Input records:
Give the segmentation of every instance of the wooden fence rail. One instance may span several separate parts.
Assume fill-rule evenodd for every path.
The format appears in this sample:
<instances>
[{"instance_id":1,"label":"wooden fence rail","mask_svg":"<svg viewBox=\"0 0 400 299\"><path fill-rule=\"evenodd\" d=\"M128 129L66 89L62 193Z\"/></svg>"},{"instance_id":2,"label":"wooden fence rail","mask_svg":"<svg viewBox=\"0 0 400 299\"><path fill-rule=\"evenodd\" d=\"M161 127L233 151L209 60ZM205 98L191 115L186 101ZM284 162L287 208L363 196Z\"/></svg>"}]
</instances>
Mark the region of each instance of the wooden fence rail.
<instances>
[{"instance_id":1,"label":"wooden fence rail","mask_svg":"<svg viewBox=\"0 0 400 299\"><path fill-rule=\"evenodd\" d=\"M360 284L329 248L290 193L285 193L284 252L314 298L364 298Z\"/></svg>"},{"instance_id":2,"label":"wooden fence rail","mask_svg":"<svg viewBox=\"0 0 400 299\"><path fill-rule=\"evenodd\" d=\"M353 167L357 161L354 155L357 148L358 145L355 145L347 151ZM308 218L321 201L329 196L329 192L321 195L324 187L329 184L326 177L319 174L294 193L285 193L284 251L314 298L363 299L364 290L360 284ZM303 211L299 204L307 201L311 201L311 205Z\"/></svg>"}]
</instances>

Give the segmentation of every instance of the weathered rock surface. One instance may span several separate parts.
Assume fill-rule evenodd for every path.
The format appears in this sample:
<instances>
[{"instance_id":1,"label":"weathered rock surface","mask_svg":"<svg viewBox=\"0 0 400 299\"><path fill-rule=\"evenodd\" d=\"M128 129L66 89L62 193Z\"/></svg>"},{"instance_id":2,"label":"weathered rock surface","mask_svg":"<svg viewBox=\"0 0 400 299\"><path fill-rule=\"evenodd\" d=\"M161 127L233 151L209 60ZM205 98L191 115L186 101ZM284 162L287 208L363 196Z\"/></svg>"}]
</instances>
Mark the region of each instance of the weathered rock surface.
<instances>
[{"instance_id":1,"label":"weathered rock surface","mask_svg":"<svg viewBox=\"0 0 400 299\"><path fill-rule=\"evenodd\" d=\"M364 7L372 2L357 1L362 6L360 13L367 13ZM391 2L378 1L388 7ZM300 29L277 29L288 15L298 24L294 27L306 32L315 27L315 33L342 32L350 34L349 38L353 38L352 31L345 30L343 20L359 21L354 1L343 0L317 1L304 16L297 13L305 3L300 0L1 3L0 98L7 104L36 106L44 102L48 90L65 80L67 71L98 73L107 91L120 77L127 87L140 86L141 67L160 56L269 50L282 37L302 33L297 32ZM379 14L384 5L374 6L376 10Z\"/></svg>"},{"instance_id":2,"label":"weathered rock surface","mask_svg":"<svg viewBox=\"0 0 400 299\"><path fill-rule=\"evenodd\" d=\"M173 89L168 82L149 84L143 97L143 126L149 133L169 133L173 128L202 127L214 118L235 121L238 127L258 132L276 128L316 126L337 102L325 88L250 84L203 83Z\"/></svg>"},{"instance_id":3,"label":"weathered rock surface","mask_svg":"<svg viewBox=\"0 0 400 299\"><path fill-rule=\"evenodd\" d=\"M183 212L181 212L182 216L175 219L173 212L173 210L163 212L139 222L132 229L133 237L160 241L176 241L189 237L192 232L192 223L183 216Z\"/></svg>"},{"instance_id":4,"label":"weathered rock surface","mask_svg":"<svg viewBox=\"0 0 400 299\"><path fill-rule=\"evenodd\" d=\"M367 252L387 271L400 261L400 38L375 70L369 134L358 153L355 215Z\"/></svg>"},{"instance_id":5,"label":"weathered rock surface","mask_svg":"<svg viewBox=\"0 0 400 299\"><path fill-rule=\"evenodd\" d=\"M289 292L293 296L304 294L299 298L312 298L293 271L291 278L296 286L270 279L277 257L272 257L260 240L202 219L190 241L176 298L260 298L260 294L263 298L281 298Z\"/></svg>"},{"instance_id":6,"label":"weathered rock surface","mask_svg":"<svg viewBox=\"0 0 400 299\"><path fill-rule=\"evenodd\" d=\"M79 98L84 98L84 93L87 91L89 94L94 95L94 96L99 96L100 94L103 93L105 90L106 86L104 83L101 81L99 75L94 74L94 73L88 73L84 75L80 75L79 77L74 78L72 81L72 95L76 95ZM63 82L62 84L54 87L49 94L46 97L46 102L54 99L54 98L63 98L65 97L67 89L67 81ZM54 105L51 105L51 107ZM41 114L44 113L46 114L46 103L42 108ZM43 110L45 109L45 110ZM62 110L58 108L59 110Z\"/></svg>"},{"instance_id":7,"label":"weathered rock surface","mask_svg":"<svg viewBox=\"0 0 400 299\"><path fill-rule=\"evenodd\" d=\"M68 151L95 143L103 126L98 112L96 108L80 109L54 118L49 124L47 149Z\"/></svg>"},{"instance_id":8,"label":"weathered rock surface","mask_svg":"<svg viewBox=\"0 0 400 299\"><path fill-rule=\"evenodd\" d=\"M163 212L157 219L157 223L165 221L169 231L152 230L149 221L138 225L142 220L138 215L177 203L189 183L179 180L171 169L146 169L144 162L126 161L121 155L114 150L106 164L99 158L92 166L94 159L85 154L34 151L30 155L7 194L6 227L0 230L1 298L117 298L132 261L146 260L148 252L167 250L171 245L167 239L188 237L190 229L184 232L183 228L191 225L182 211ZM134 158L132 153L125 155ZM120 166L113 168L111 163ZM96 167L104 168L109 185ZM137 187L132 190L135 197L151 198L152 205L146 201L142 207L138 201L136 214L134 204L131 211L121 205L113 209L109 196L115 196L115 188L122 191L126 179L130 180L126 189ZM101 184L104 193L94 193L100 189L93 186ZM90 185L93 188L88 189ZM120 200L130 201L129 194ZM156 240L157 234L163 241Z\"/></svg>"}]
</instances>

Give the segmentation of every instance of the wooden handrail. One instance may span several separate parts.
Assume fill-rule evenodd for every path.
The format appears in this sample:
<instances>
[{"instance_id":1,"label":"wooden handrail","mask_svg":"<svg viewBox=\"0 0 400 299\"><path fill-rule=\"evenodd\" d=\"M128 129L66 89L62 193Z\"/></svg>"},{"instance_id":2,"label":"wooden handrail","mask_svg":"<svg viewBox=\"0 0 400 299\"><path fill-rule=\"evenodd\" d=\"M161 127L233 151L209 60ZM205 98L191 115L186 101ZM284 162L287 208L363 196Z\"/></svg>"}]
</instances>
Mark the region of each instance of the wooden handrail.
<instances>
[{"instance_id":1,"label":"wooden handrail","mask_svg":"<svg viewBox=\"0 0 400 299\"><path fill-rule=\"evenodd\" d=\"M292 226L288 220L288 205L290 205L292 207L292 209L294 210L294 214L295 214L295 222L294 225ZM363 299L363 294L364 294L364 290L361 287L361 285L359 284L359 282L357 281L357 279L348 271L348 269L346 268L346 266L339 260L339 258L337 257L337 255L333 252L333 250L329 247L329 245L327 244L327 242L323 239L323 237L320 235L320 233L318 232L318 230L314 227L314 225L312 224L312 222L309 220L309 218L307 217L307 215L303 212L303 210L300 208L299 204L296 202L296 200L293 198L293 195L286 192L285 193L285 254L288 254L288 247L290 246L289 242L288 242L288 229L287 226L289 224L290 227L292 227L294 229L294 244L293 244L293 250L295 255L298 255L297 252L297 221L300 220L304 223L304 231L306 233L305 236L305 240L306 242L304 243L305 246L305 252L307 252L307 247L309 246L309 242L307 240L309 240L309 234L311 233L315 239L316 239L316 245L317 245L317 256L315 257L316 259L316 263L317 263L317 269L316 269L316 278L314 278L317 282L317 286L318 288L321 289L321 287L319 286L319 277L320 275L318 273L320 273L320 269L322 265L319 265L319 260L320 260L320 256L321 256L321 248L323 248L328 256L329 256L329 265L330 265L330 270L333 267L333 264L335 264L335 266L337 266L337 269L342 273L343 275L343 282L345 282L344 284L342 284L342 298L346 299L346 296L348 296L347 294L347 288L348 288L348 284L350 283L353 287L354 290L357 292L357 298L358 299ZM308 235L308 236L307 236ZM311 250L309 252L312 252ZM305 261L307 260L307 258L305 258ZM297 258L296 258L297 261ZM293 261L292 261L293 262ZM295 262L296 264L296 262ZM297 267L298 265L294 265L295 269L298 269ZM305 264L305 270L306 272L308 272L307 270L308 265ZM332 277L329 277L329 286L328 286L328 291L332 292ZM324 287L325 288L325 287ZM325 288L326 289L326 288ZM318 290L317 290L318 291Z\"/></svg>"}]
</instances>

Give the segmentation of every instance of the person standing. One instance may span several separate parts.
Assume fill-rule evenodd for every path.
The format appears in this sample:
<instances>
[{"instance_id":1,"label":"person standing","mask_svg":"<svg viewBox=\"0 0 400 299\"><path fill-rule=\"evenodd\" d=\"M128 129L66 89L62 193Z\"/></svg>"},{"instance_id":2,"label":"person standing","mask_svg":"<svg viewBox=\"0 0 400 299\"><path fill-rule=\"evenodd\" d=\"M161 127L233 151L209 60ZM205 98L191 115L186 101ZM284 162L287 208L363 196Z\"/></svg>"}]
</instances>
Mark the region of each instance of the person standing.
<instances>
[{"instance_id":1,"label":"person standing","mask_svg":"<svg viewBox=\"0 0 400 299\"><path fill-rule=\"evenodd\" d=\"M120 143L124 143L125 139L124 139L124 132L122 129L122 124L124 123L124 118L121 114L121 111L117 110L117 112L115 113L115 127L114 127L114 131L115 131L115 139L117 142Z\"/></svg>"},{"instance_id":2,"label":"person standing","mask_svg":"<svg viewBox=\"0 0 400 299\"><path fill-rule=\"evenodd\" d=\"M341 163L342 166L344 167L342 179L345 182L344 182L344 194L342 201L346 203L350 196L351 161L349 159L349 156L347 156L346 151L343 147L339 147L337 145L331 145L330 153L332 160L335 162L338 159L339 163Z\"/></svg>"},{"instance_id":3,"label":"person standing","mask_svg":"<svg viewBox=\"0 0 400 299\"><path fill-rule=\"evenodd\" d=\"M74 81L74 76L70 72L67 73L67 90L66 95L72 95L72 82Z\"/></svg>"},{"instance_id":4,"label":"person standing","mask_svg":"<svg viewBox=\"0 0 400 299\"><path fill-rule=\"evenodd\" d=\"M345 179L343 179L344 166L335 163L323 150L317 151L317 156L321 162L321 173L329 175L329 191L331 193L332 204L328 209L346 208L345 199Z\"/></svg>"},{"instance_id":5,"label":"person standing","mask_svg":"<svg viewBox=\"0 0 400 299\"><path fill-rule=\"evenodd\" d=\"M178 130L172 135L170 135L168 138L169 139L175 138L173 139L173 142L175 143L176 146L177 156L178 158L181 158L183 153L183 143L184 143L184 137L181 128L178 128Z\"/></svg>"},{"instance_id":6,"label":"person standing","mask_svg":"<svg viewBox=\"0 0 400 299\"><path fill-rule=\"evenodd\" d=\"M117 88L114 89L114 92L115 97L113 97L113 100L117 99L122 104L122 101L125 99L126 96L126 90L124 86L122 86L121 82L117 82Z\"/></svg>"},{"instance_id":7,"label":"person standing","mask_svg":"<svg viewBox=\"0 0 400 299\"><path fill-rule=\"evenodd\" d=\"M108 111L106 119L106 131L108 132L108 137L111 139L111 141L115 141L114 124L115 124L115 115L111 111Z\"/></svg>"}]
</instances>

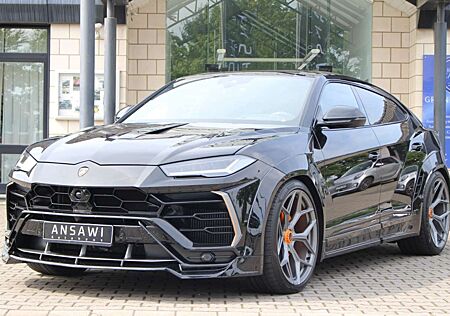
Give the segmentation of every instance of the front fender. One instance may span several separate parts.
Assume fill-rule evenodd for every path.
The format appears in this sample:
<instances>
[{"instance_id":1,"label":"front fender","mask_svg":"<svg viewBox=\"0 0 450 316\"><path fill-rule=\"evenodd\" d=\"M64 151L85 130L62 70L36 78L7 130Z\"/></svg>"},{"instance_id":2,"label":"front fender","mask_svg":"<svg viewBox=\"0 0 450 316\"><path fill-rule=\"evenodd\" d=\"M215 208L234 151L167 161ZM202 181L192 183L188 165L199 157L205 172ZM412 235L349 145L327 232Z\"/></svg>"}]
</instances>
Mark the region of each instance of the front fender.
<instances>
[{"instance_id":1,"label":"front fender","mask_svg":"<svg viewBox=\"0 0 450 316\"><path fill-rule=\"evenodd\" d=\"M313 185L319 199L323 201L324 193L320 189L320 173L311 163L308 155L298 155L281 161L262 179L256 193L248 218L246 248L253 249L259 256L261 267L264 261L264 239L269 211L280 187L291 179L307 177ZM323 207L323 203L322 203ZM323 214L322 214L323 215ZM262 271L261 271L262 273Z\"/></svg>"}]
</instances>

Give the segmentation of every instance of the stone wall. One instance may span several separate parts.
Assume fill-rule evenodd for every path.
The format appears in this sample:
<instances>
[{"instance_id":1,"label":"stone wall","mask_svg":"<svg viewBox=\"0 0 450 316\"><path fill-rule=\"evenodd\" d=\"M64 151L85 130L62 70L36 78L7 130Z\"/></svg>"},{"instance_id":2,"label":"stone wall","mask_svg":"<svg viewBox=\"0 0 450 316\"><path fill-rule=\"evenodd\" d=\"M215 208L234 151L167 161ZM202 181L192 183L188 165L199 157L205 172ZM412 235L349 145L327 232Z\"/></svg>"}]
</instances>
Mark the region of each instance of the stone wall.
<instances>
[{"instance_id":1,"label":"stone wall","mask_svg":"<svg viewBox=\"0 0 450 316\"><path fill-rule=\"evenodd\" d=\"M127 20L127 103L136 104L166 81L166 0L149 0Z\"/></svg>"},{"instance_id":2,"label":"stone wall","mask_svg":"<svg viewBox=\"0 0 450 316\"><path fill-rule=\"evenodd\" d=\"M421 119L423 56L434 54L434 36L432 29L417 28L417 18L417 13L408 16L382 0L374 1L372 82L396 95Z\"/></svg>"},{"instance_id":3,"label":"stone wall","mask_svg":"<svg viewBox=\"0 0 450 316\"><path fill-rule=\"evenodd\" d=\"M383 0L373 3L372 82L422 116L423 55L433 54L433 30L417 29L417 15ZM96 70L103 72L102 32L96 40ZM166 0L148 0L118 27L120 107L136 104L166 82ZM50 134L78 130L78 119L58 116L58 73L79 72L79 25L51 26ZM449 37L450 43L450 37ZM97 124L100 124L98 121Z\"/></svg>"},{"instance_id":4,"label":"stone wall","mask_svg":"<svg viewBox=\"0 0 450 316\"><path fill-rule=\"evenodd\" d=\"M372 82L409 104L410 17L384 1L373 4Z\"/></svg>"},{"instance_id":5,"label":"stone wall","mask_svg":"<svg viewBox=\"0 0 450 316\"><path fill-rule=\"evenodd\" d=\"M127 27L117 28L117 70L119 72L119 107L127 104ZM98 32L95 41L95 69L103 73L104 69L103 29ZM80 72L80 25L53 24L50 28L50 136L63 135L79 130L79 119L62 117L58 113L59 74ZM96 121L102 124L102 121Z\"/></svg>"}]
</instances>

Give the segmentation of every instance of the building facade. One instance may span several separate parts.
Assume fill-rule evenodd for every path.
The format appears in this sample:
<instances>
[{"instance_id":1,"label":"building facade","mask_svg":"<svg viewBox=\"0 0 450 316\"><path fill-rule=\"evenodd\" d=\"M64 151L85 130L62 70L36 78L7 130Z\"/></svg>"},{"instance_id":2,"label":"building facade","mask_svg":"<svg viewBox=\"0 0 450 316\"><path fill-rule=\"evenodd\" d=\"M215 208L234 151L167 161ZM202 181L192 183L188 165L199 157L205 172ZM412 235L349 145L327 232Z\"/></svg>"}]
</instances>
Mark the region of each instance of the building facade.
<instances>
[{"instance_id":1,"label":"building facade","mask_svg":"<svg viewBox=\"0 0 450 316\"><path fill-rule=\"evenodd\" d=\"M25 145L79 130L77 1L13 2L0 1L3 183ZM102 124L104 8L97 4L94 102ZM433 30L407 1L133 0L118 1L116 12L118 109L172 79L217 68L332 67L381 86L422 117Z\"/></svg>"}]
</instances>

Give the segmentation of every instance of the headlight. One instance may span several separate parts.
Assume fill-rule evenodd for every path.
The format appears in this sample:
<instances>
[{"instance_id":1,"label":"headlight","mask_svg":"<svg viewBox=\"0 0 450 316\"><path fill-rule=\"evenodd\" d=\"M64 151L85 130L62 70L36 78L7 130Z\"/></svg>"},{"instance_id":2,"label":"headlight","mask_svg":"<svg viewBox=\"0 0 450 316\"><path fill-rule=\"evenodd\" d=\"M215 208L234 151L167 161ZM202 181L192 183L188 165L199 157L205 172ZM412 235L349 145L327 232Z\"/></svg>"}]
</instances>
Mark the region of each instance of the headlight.
<instances>
[{"instance_id":1,"label":"headlight","mask_svg":"<svg viewBox=\"0 0 450 316\"><path fill-rule=\"evenodd\" d=\"M256 160L247 156L226 156L177 162L161 166L168 177L225 177L242 170Z\"/></svg>"},{"instance_id":2,"label":"headlight","mask_svg":"<svg viewBox=\"0 0 450 316\"><path fill-rule=\"evenodd\" d=\"M363 174L364 174L364 172L357 173L357 174L355 174L355 177L353 179L354 180L359 179L362 177Z\"/></svg>"},{"instance_id":3,"label":"headlight","mask_svg":"<svg viewBox=\"0 0 450 316\"><path fill-rule=\"evenodd\" d=\"M37 161L28 153L27 151L24 151L22 155L19 157L19 161L17 161L16 166L14 167L14 170L16 171L24 171L29 173L31 170L33 170L34 166L36 166Z\"/></svg>"},{"instance_id":4,"label":"headlight","mask_svg":"<svg viewBox=\"0 0 450 316\"><path fill-rule=\"evenodd\" d=\"M406 174L406 175L403 175L403 176L401 176L400 177L400 182L403 182L403 181L405 181L406 179L408 178L408 175Z\"/></svg>"}]
</instances>

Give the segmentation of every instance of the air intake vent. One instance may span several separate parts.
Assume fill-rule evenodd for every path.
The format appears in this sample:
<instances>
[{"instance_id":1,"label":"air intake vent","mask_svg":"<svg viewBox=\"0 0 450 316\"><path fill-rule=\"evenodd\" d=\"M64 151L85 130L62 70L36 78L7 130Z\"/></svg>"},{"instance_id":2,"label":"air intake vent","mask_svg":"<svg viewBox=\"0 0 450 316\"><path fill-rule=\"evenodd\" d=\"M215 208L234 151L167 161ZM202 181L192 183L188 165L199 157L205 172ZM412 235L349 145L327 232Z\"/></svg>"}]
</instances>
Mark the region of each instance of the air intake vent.
<instances>
[{"instance_id":1,"label":"air intake vent","mask_svg":"<svg viewBox=\"0 0 450 316\"><path fill-rule=\"evenodd\" d=\"M166 205L161 217L195 246L229 246L234 237L230 215L219 196L212 194L210 198Z\"/></svg>"}]
</instances>

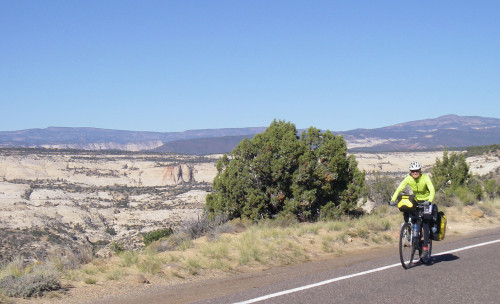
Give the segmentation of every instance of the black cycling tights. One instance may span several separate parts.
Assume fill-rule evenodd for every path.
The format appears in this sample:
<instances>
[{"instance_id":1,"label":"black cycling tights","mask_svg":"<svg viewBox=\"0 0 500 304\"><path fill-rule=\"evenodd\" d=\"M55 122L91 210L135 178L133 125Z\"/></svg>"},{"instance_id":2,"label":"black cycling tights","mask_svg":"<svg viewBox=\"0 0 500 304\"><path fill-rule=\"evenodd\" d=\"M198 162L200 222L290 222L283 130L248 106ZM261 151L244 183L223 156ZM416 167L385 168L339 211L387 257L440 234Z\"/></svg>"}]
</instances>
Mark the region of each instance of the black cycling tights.
<instances>
[{"instance_id":1,"label":"black cycling tights","mask_svg":"<svg viewBox=\"0 0 500 304\"><path fill-rule=\"evenodd\" d=\"M430 234L430 222L423 220L422 221L422 229L424 229L424 247L429 245L429 234Z\"/></svg>"}]
</instances>

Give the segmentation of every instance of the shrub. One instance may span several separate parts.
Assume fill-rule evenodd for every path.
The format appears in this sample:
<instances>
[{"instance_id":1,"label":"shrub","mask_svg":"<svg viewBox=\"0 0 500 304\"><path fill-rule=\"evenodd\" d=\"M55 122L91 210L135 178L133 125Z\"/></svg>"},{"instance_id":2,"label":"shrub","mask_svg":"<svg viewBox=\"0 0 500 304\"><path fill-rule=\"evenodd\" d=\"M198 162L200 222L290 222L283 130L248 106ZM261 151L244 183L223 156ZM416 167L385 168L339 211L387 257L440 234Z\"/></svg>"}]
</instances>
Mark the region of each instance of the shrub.
<instances>
[{"instance_id":1,"label":"shrub","mask_svg":"<svg viewBox=\"0 0 500 304\"><path fill-rule=\"evenodd\" d=\"M476 195L465 187L455 188L454 193L466 206L474 205L477 200Z\"/></svg>"},{"instance_id":2,"label":"shrub","mask_svg":"<svg viewBox=\"0 0 500 304\"><path fill-rule=\"evenodd\" d=\"M76 269L82 264L92 261L92 248L83 247L69 252L52 252L47 258L47 264L58 271Z\"/></svg>"},{"instance_id":3,"label":"shrub","mask_svg":"<svg viewBox=\"0 0 500 304\"><path fill-rule=\"evenodd\" d=\"M21 198L29 201L30 200L30 197L31 197L31 194L33 193L33 188L31 188L32 186L30 186L29 189L27 189L26 191L24 191L24 194L21 195Z\"/></svg>"},{"instance_id":4,"label":"shrub","mask_svg":"<svg viewBox=\"0 0 500 304\"><path fill-rule=\"evenodd\" d=\"M478 208L481 209L487 216L496 215L496 206L492 201L483 202L478 205Z\"/></svg>"},{"instance_id":5,"label":"shrub","mask_svg":"<svg viewBox=\"0 0 500 304\"><path fill-rule=\"evenodd\" d=\"M167 239L152 243L150 246L158 252L167 250L185 250L191 245L191 236L185 232L174 233Z\"/></svg>"},{"instance_id":6,"label":"shrub","mask_svg":"<svg viewBox=\"0 0 500 304\"><path fill-rule=\"evenodd\" d=\"M92 285L92 284L97 283L97 280L96 280L95 278L86 278L83 282L84 282L85 284Z\"/></svg>"},{"instance_id":7,"label":"shrub","mask_svg":"<svg viewBox=\"0 0 500 304\"><path fill-rule=\"evenodd\" d=\"M116 235L116 230L113 227L107 227L106 228L106 233L109 235Z\"/></svg>"},{"instance_id":8,"label":"shrub","mask_svg":"<svg viewBox=\"0 0 500 304\"><path fill-rule=\"evenodd\" d=\"M144 245L148 246L154 241L170 236L174 231L171 228L151 231L143 235Z\"/></svg>"},{"instance_id":9,"label":"shrub","mask_svg":"<svg viewBox=\"0 0 500 304\"><path fill-rule=\"evenodd\" d=\"M228 216L226 214L216 214L210 217L207 214L203 214L197 220L187 222L181 229L181 231L188 234L191 239L196 239L209 232L215 233L215 230L217 229L219 229L219 231L222 231L223 228L220 227L223 226L227 221ZM212 237L213 236L214 234L212 235Z\"/></svg>"},{"instance_id":10,"label":"shrub","mask_svg":"<svg viewBox=\"0 0 500 304\"><path fill-rule=\"evenodd\" d=\"M219 235L223 233L234 233L236 231L236 227L231 223L225 223L223 225L217 226L214 229L208 231L206 233L208 240L217 240Z\"/></svg>"},{"instance_id":11,"label":"shrub","mask_svg":"<svg viewBox=\"0 0 500 304\"><path fill-rule=\"evenodd\" d=\"M5 273L14 277L20 277L25 273L24 262L21 256L16 256L10 263L2 267Z\"/></svg>"},{"instance_id":12,"label":"shrub","mask_svg":"<svg viewBox=\"0 0 500 304\"><path fill-rule=\"evenodd\" d=\"M375 206L387 205L392 193L397 187L396 180L390 176L376 172L373 179L368 180L366 190L368 197L375 202Z\"/></svg>"},{"instance_id":13,"label":"shrub","mask_svg":"<svg viewBox=\"0 0 500 304\"><path fill-rule=\"evenodd\" d=\"M497 195L497 183L494 179L487 180L483 183L484 192L488 195L489 198L494 198Z\"/></svg>"},{"instance_id":14,"label":"shrub","mask_svg":"<svg viewBox=\"0 0 500 304\"><path fill-rule=\"evenodd\" d=\"M465 155L456 152L448 154L447 150L443 151L442 160L436 158L431 173L436 190L463 186L471 178Z\"/></svg>"},{"instance_id":15,"label":"shrub","mask_svg":"<svg viewBox=\"0 0 500 304\"><path fill-rule=\"evenodd\" d=\"M120 253L125 251L125 247L122 243L112 242L111 245L109 245L109 250L113 251L114 253Z\"/></svg>"},{"instance_id":16,"label":"shrub","mask_svg":"<svg viewBox=\"0 0 500 304\"><path fill-rule=\"evenodd\" d=\"M482 182L477 178L477 176L473 176L469 183L467 184L467 188L469 191L474 194L476 200L480 200L483 198L483 187Z\"/></svg>"},{"instance_id":17,"label":"shrub","mask_svg":"<svg viewBox=\"0 0 500 304\"><path fill-rule=\"evenodd\" d=\"M19 277L8 275L0 281L5 295L16 298L42 296L44 292L58 290L61 283L53 271L31 272Z\"/></svg>"},{"instance_id":18,"label":"shrub","mask_svg":"<svg viewBox=\"0 0 500 304\"><path fill-rule=\"evenodd\" d=\"M455 197L451 191L440 191L436 194L436 198L434 199L434 203L438 206L438 208L444 207L453 207L462 206L462 202L459 198Z\"/></svg>"}]
</instances>

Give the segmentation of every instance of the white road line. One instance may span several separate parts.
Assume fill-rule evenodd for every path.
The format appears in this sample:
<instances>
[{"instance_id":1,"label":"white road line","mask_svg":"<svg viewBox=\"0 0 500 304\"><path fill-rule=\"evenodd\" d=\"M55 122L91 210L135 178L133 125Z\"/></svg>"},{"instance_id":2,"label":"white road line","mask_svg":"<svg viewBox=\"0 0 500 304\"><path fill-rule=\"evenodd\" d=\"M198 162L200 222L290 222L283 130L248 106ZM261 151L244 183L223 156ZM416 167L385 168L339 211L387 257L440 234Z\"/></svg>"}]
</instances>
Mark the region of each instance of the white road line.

Required work: Would you retype the lines of the data above, from the one holding "Give the segmentation of every instance of the white" through its final line, exactly and without adding any other line?

Exercise result:
Give the segmentation of every instance of the white road line. One instance may span several separate parts.
Assume fill-rule evenodd for every path.
The format appears in this sample:
<instances>
[{"instance_id":1,"label":"white road line","mask_svg":"<svg viewBox=\"0 0 500 304\"><path fill-rule=\"evenodd\" d=\"M55 122L91 210L135 178L133 125Z\"/></svg>"},{"instance_id":2,"label":"white road line","mask_svg":"<svg viewBox=\"0 0 500 304\"><path fill-rule=\"evenodd\" d=\"M198 162L200 222L290 222L283 130L248 106ZM261 151L244 183L223 156ZM416 167L385 168L339 211L387 257L440 234Z\"/></svg>"}]
</instances>
Mark the region of each instance of the white road line.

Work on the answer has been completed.